Source data
.....
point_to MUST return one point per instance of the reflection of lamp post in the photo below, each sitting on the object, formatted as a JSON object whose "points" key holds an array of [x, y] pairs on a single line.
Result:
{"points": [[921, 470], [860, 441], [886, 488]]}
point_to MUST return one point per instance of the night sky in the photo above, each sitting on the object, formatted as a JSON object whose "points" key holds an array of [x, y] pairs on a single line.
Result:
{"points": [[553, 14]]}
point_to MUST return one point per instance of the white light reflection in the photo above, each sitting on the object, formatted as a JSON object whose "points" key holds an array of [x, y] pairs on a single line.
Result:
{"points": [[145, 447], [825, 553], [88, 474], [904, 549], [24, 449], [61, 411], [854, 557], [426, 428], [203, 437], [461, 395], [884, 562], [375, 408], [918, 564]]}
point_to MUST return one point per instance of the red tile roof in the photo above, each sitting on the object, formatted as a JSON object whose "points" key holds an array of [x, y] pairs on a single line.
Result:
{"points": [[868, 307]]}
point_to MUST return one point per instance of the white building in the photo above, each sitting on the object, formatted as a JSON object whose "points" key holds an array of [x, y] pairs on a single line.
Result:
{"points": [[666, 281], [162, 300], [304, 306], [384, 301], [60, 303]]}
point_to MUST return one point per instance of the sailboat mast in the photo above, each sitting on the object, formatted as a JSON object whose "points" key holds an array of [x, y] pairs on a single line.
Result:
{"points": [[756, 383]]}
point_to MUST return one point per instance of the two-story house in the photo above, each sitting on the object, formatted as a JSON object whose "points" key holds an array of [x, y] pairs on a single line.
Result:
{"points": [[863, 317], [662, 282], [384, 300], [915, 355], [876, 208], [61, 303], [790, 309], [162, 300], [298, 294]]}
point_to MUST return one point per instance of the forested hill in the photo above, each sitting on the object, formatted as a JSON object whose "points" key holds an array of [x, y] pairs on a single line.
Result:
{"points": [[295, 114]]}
.....
Rewrite the lines from the one containing "point_to MUST return one point per instance of the forested" through the end of the entries, renaming "forested" to "wooded" and keeping everything else the same.

point_to MUST return one point per instance of the wooded hill in the photo above, each sitting on the object, formatted as a JSON object whose "points" key holds an array of [x, y] pairs on a single line.
Result:
{"points": [[295, 114]]}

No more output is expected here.